**Task to complete**
Apart from the pictures, every entry below should be repeated exactly.

**Data excerpts**
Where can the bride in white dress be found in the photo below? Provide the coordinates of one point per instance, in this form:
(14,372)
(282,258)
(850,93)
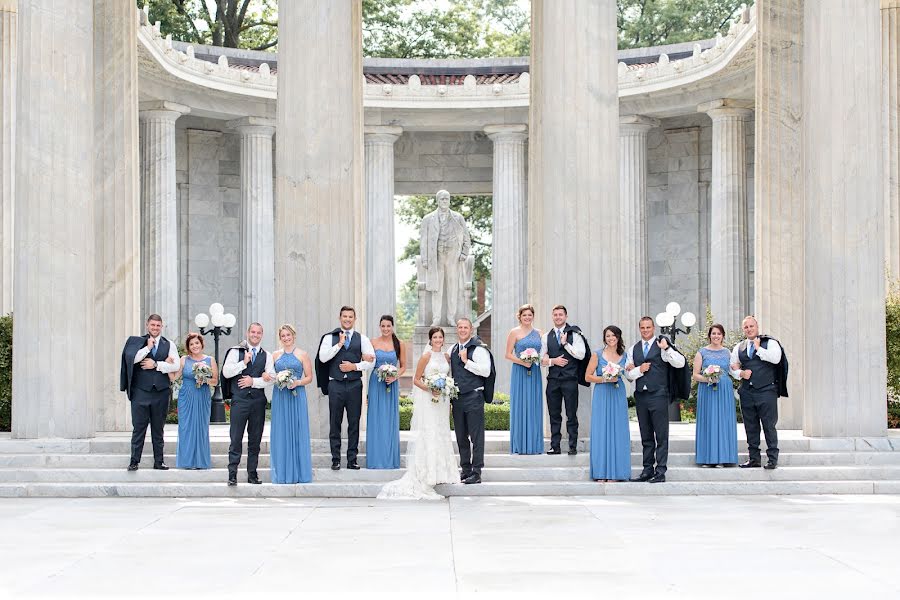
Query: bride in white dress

**Exercise answer**
Where can the bride in white dress be found in the photo below? Provide the coordinates of one point per instance, in this form:
(14,372)
(282,258)
(850,93)
Query: bride in white dress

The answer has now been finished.